_SELECTED EXCERPT_
::::
Before the Ombudsman acted in the matter, unaccompanied minors seeking asylum had been placed in the accommodation centre of Bicske, where the conditions were not really adequate for providing education and getting to know the country. Following the initiative of the Commissioner, the Minister for social and labour affairs and the Minister for public administration and justice set up, by amending the relevant Act, the home of unaccompanied minors in Károlyi István Children's Centre in Fót. The life circumstances of alien minors in respect of whom asylum proceedings are pending, who are recognised as refugees or who are in aftercare, are considerably better than they were in Bicske; this has also been confirmed by young persons who have been living there for a longer period of time.
The new inquiry of the Ombudsman has also highlighted some problems. Among others, the report mentions the fact that in the centre there is no isolation ward where newly arriving youths suffering from infectious diseases or from parasites could be treated and cared for. This presents a danger to the right to physical and mental health, as laid down in the Fundamental Law.
::::
_EXTRACTED INFORMATION_
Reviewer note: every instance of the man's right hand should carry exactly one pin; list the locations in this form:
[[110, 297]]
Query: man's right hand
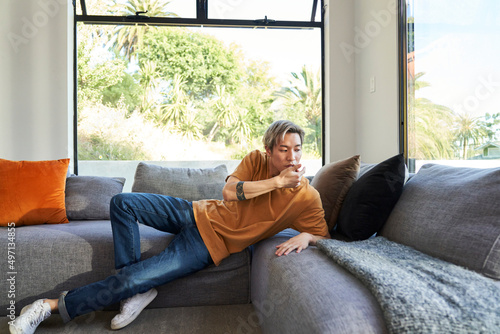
[[290, 177]]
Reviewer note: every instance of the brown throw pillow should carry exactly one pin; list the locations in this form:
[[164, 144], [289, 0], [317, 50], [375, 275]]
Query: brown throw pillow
[[332, 182]]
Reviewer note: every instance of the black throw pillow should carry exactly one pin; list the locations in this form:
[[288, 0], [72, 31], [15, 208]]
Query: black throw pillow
[[371, 199]]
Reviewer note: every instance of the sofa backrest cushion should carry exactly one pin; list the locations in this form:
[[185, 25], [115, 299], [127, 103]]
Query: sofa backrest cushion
[[332, 182], [452, 213], [371, 198], [191, 184], [88, 197]]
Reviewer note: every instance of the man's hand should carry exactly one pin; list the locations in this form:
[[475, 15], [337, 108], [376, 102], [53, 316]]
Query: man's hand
[[299, 242], [290, 177]]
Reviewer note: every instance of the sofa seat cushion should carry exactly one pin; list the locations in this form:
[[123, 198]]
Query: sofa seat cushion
[[54, 258], [307, 292], [451, 213]]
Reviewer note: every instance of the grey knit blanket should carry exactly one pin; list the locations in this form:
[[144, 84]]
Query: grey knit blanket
[[419, 293]]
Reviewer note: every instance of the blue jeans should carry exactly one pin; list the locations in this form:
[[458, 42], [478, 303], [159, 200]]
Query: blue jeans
[[185, 254]]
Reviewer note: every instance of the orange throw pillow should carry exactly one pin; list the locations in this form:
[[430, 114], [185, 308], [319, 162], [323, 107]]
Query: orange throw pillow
[[32, 192]]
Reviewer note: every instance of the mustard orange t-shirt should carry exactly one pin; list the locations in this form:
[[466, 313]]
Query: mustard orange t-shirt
[[230, 226]]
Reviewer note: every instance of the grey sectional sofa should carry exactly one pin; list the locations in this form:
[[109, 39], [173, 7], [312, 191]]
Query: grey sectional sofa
[[449, 213]]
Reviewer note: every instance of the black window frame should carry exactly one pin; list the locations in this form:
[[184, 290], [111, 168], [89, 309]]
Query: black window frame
[[201, 20]]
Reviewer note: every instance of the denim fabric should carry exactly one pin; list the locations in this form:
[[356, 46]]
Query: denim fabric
[[185, 254]]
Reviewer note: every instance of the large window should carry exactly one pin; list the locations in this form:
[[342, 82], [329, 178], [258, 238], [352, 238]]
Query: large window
[[183, 85], [453, 82]]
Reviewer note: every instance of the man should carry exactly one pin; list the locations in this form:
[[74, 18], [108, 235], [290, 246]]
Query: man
[[265, 194]]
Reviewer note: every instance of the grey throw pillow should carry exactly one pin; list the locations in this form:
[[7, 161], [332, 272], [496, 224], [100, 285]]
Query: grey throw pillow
[[452, 213], [192, 184], [88, 197]]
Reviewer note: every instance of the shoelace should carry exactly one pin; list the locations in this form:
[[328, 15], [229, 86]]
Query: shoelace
[[34, 318]]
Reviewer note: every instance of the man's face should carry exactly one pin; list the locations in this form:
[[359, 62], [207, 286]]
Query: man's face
[[285, 153]]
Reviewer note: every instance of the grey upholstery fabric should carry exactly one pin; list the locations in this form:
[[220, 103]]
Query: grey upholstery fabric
[[453, 214], [188, 183], [308, 293], [54, 258], [88, 197]]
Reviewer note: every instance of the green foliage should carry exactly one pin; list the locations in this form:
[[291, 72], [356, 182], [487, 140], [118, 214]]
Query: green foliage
[[127, 91], [189, 86], [202, 60], [302, 103], [128, 38], [96, 72]]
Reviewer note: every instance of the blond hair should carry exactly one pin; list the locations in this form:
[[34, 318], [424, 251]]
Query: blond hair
[[278, 130]]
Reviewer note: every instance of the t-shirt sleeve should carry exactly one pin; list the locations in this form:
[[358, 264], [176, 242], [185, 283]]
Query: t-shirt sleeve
[[246, 170], [312, 219]]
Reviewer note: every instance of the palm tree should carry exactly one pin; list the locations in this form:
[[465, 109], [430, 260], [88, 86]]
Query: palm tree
[[129, 38], [224, 107], [149, 80], [179, 104], [469, 129], [302, 99], [429, 126]]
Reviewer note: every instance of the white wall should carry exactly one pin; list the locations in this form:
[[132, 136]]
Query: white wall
[[361, 44], [377, 112], [36, 89]]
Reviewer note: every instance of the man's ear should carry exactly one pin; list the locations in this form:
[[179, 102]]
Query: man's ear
[[268, 151]]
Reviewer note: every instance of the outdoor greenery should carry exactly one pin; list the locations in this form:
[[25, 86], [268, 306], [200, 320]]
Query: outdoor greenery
[[170, 93], [438, 132]]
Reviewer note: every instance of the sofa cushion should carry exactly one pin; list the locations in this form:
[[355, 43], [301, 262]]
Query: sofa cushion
[[451, 213], [55, 258], [372, 198], [189, 183], [332, 182], [307, 292], [32, 192], [88, 197]]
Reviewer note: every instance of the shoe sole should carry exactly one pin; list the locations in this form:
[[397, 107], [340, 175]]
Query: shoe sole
[[145, 303]]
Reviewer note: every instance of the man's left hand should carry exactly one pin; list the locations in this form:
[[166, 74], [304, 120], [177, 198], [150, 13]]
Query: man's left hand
[[299, 242]]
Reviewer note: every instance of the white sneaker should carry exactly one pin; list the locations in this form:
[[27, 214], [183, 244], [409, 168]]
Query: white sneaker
[[130, 308], [32, 316]]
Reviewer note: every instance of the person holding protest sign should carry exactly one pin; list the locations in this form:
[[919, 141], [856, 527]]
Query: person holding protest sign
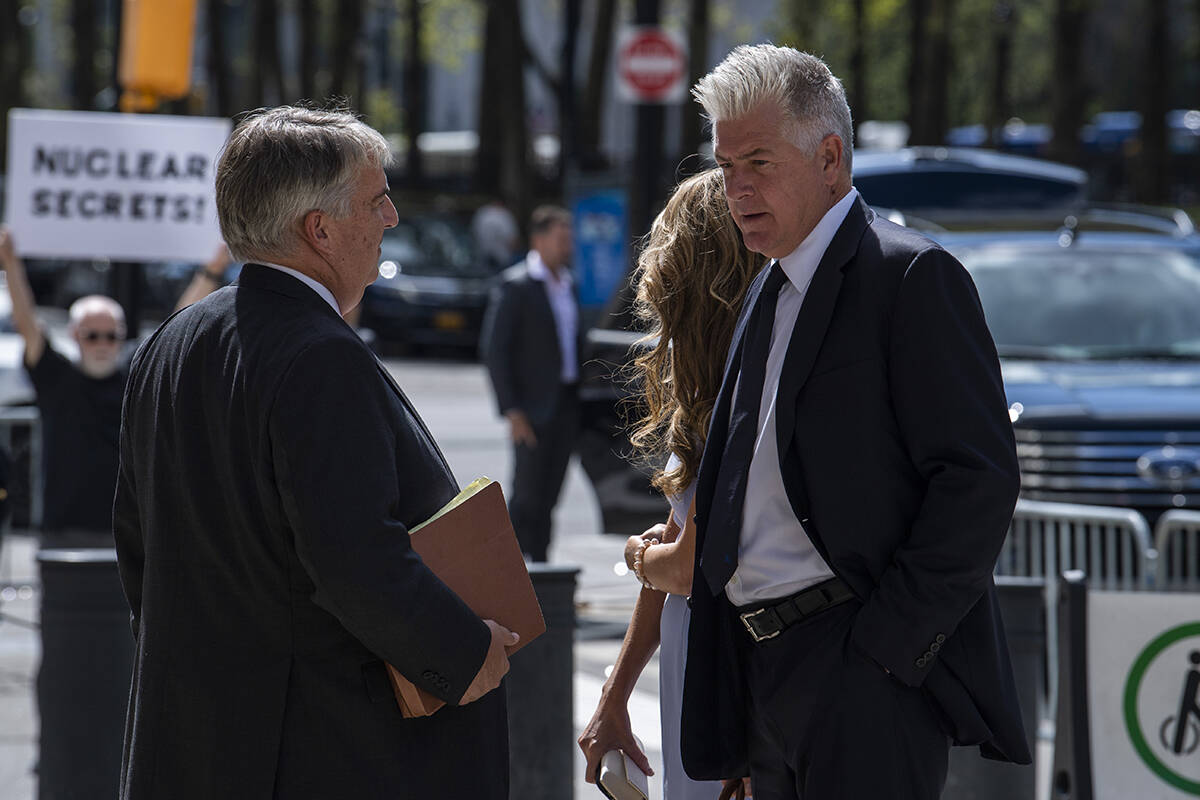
[[81, 409], [207, 280]]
::::
_ACTIVITY 1_
Using the text on the Ombudsman's inquiry into housing for unaccompanied minors, decide whether each statement agrees with it: (a) before the Ombudsman acted, unaccompanied minors seeking asylum were housed in Fót; (b) the centre has an isolation ward for newly arriving youths with infectious diseases; (c) young persons who have lived there for a longer period confirmed that conditions are better than in Bicske. Answer yes or no for each and quote the words of the text that decide it.
_ACTIVITY 2_
Translate this sentence from the text on the Ombudsman's inquiry into German: "This presents a danger to the right to physical and mental health, as laid down in the Fundamental Law."
_ACTIVITY 3_
Carry on with the text on the Ombudsman's inquiry into housing for unaccompanied minors, starting after its last sentence.

_TASK OUTPUT 1_
(a) No: "unaccompanied minors seeking asylum had been placed in the accommodation centre of Bicske"
(b) No: "in the centre there is no isolation ward"
(c) Yes: "this has also been confirmed by young persons who have been living there for a longer period of time"

_TASK OUTPUT 2_
Dies stellt eine Gefahr für das im Grundgesetz verankerte Recht auf körperliche und geistige Gesundheit dar.

_TASK OUTPUT 3_
Both the teachers of the school providing education for these alien children and the staff of the centre have reported that almost all minors have been gravely affected by the shocks suffered during their journey to Hungary. In psychology one says that they are suffering from ‘posttraumatic stress disorder', which may result in a sudden loss of weight without any apparent cause, in chronic headaches or unexpected and uncontrollable outbursts of anger. The psychologists and the pedagogical support staff working in the children's centre are unable to properly attend to these problems since their time and energy is taken up by caring for the inmates of the special children's home also situated in Fót.
The inquiry of the Ombudsman has revealed the fact that not only the youths living there but also the staff caring for them are in need of professional support. Indeed, after some time children open up and begin developing confidence in and emotional ties towards the grown-ups caring for them; consequently they tell them about all the horrible things they went through and this is very taxing even for the teachers and educators, who, left to themselves, are unable to cope with this emotional burden.